_Requirements_
Nothing but the lines from the line with "For the benchmark, mark each instance of the rear tyre" through the end of the data is to be copied, and each is to be copied exactly.

_Data provided_
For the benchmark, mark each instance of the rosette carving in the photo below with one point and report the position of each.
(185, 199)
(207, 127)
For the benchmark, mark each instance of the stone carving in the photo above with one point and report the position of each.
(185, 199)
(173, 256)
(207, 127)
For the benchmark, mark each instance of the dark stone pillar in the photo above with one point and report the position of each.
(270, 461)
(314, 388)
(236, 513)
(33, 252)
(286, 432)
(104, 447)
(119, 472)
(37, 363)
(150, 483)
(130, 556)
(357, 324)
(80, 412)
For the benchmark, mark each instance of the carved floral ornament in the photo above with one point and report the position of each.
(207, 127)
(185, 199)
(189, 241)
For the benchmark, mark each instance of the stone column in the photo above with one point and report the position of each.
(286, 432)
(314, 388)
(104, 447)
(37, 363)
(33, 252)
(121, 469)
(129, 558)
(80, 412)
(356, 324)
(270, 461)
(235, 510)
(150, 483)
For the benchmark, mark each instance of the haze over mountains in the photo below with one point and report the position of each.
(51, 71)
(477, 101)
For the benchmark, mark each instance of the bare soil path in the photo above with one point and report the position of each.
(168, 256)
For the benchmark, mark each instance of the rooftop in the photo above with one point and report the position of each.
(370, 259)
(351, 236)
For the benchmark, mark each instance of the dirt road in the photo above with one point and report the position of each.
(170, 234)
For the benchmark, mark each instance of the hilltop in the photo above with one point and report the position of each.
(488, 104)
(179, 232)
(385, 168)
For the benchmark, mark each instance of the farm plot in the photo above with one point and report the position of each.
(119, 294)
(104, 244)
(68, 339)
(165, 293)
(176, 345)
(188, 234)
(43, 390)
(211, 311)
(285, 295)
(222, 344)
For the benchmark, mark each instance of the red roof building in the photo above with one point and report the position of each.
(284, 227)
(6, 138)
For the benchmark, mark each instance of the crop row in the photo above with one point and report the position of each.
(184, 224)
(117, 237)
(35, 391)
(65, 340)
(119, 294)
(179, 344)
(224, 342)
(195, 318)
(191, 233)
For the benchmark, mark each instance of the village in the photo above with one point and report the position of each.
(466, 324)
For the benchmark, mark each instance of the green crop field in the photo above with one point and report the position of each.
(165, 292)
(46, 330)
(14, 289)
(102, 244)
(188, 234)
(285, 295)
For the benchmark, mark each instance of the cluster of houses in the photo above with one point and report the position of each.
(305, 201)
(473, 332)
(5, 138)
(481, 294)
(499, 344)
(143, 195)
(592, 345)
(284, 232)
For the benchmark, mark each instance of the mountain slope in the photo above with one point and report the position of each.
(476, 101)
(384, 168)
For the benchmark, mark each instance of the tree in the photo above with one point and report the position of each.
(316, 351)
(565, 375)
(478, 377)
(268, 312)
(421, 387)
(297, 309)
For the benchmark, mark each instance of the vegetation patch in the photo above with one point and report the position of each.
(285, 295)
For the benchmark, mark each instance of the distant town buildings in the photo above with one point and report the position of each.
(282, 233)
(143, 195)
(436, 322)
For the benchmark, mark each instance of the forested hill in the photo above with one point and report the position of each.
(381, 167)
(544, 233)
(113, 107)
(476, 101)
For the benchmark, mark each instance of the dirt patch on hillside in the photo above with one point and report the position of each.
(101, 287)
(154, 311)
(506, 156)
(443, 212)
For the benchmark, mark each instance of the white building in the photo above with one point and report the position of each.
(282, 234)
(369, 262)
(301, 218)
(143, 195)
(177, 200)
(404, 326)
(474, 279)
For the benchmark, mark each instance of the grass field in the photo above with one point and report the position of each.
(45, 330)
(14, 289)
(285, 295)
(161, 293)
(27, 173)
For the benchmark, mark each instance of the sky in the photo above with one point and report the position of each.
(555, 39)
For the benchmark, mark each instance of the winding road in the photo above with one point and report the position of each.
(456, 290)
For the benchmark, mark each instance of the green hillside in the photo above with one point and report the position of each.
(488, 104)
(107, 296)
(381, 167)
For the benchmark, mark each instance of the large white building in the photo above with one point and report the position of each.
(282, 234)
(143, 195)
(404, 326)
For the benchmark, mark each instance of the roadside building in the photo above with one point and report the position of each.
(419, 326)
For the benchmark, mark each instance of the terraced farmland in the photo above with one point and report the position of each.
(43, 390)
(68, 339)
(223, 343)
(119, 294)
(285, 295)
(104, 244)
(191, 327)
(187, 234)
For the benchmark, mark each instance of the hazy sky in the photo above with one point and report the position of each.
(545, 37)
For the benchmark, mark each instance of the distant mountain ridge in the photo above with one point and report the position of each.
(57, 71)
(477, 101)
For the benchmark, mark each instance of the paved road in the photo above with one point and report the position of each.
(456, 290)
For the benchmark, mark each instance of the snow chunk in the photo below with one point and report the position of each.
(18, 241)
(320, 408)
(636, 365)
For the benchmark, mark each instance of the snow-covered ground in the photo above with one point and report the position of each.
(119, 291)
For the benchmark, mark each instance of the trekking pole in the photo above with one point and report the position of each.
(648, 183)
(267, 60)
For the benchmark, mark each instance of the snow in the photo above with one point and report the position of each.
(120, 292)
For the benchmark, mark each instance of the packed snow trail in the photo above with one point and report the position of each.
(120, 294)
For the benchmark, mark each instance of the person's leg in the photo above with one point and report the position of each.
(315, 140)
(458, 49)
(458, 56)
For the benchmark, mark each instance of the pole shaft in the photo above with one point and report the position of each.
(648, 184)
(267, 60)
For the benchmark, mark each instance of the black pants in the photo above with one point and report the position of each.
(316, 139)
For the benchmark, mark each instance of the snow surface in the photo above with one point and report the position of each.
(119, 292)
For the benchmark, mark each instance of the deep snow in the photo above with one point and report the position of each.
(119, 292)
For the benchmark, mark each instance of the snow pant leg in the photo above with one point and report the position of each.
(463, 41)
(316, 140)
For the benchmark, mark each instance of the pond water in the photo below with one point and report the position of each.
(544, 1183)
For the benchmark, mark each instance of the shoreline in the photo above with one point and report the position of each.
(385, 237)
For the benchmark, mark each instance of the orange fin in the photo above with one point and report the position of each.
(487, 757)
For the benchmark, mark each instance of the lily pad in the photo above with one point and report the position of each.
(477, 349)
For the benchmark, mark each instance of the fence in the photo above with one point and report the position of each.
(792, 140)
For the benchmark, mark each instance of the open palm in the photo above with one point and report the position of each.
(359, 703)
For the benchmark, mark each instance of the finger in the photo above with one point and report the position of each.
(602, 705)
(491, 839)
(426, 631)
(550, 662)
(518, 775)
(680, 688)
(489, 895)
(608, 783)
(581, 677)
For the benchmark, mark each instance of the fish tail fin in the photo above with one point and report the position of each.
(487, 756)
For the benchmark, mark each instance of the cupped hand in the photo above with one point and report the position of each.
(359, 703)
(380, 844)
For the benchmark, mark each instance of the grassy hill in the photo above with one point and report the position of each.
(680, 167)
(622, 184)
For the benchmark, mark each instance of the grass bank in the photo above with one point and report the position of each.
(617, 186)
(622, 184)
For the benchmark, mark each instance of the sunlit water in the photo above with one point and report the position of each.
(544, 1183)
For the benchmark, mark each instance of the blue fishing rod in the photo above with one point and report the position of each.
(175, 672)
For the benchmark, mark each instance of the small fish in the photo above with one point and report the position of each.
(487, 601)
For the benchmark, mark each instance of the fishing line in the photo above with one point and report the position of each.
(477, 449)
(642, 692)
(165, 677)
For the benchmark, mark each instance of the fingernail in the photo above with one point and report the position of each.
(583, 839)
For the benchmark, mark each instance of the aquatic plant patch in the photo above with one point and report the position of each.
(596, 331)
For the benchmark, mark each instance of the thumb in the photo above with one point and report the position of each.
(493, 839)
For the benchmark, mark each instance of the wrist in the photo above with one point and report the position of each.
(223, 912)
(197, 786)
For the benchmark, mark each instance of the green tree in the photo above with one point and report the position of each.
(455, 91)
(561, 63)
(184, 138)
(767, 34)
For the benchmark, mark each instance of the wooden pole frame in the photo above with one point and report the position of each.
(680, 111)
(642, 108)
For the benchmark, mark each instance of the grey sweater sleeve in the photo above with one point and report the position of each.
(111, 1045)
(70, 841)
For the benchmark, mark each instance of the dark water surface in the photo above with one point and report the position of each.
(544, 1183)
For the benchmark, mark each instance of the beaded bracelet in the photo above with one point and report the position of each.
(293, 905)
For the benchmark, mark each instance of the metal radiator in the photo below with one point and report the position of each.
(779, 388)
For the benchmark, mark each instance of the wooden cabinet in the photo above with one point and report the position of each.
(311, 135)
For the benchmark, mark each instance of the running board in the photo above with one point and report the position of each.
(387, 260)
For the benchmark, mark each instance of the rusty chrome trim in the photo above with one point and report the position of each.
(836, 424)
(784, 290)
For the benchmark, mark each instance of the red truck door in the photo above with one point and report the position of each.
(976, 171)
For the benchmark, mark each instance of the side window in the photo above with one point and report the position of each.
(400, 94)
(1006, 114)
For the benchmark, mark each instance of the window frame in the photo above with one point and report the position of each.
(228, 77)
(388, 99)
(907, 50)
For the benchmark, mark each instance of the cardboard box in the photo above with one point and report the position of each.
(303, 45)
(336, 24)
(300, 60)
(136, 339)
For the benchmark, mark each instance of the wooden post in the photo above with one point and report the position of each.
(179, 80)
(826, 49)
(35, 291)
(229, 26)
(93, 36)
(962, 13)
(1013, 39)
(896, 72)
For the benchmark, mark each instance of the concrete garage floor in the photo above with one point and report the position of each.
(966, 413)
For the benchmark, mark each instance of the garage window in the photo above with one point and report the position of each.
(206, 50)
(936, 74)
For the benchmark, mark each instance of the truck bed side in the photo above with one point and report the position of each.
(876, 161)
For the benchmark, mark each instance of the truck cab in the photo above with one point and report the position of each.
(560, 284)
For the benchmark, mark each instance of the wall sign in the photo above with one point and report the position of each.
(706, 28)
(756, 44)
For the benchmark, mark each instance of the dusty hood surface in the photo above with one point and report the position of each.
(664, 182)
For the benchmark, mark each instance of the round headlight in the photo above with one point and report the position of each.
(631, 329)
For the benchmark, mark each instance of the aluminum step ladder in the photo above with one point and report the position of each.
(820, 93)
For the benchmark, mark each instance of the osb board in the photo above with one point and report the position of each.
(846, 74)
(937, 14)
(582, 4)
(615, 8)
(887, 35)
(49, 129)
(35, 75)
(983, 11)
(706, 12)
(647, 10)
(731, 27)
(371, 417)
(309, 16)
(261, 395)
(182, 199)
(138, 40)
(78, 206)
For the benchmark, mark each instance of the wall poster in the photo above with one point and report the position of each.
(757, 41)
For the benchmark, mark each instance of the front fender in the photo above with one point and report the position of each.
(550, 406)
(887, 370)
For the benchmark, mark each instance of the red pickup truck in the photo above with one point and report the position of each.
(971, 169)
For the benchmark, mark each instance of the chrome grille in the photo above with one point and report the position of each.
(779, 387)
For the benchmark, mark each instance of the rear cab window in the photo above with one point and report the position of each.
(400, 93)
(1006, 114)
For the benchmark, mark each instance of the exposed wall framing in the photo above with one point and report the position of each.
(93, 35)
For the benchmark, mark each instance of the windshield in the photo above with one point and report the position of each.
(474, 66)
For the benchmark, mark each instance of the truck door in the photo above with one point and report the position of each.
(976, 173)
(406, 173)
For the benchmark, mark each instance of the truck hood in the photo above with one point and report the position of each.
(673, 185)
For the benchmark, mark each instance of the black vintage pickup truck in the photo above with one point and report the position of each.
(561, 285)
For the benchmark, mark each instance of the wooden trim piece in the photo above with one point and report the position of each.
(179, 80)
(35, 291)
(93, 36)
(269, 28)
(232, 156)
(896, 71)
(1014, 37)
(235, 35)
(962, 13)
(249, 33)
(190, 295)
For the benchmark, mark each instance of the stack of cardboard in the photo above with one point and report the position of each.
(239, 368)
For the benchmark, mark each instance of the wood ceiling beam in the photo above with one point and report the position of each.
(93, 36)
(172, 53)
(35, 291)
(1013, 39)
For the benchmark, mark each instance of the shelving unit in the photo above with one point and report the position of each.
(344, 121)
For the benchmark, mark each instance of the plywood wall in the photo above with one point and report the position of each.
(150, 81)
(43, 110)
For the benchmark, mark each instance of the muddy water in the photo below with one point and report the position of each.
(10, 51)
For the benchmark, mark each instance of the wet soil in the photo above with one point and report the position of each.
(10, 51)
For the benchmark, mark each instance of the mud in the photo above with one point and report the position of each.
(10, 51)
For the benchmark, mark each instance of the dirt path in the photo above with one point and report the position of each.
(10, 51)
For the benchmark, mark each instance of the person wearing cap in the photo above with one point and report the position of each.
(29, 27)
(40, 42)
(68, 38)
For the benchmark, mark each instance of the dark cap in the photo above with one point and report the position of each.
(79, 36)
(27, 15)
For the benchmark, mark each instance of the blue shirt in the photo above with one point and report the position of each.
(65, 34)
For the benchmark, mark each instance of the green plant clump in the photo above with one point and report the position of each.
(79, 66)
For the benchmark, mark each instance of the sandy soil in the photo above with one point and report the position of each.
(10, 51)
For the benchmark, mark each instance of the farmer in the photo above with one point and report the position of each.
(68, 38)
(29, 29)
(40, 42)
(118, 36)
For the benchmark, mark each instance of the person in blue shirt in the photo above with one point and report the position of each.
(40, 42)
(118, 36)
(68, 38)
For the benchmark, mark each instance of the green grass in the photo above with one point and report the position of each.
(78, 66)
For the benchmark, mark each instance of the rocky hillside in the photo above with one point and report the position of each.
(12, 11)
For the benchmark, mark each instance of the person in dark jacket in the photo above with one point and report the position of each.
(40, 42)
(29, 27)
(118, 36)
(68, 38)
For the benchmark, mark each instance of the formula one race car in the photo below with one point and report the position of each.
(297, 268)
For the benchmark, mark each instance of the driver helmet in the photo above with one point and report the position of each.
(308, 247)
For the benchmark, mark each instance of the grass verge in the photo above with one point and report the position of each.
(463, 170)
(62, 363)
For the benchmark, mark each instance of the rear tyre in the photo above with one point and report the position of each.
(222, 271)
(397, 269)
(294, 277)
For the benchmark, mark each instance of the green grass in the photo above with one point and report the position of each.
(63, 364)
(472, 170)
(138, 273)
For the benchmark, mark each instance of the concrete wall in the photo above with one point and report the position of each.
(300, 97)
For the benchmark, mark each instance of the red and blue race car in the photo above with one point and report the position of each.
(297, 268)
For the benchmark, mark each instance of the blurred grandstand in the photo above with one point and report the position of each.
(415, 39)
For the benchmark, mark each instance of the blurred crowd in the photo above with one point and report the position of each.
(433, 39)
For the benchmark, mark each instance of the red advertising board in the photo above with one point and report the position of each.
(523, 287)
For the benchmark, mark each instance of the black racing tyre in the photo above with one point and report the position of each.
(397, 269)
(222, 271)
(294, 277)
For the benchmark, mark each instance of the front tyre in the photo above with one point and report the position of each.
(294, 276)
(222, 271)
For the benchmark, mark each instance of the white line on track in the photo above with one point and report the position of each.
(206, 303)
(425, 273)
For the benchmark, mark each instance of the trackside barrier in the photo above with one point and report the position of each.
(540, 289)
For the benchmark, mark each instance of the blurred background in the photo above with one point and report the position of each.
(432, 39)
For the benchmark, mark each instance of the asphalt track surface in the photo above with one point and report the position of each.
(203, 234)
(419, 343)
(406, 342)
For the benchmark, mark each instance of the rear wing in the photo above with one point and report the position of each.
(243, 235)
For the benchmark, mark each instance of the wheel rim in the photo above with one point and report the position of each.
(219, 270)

_Result for this exercise_
For the benchmark, mark each instance of the rear tyre in the photo above with one point and report the position of each.
(222, 271)
(397, 269)
(294, 277)
For the benchmark, mark each instance of the green grass in the photo above with one point and report the position of each.
(63, 364)
(472, 170)
(138, 273)
For the benchmark, mark each instance of the concrete wall in the photo above with one point and report the position of each.
(300, 97)
For the benchmark, mark each instance of the red and blue race car in the photo above with one point and report the position of each.
(297, 268)
For the benchmark, mark each instance of the blurred grandstand in the photo above with one point and report the position of each.
(415, 39)
For the benchmark, mark each instance of the blurred crowd in the photo above with one point and report the position of each.
(433, 39)
For the benchmark, mark each instance of the red advertising board in the photo above with one point and report the position of each.
(523, 287)
For the benchmark, mark each instance of the black racing tyre in the photo above with one point and report the position of each.
(397, 269)
(222, 271)
(294, 277)
For the benchmark, mark each instance of the front tyre in the photo above with one point and report the position of each.
(294, 276)
(222, 271)
For the benchmark, mark each instance of the white line on track in the photo above with one point and report the position of each.
(206, 303)
(425, 273)
For the benchmark, mark each instance of the trackside barrier in the photo above with one point and report the position of each.
(540, 289)
For the benchmark, mark each instance of the blurred background in the photo above with one point and report the position of each.
(432, 39)
For the benchmark, mark each instance of the asphalt track surface in the photo above with one point and report the position of each.
(203, 234)
(419, 343)
(406, 342)
For the benchmark, mark each instance of the rear wing in the photo above with one point and report the position of each.
(243, 235)
For the benchmark, mark each instance of the wheel rim in the photo above with one point and report the position of each.
(219, 270)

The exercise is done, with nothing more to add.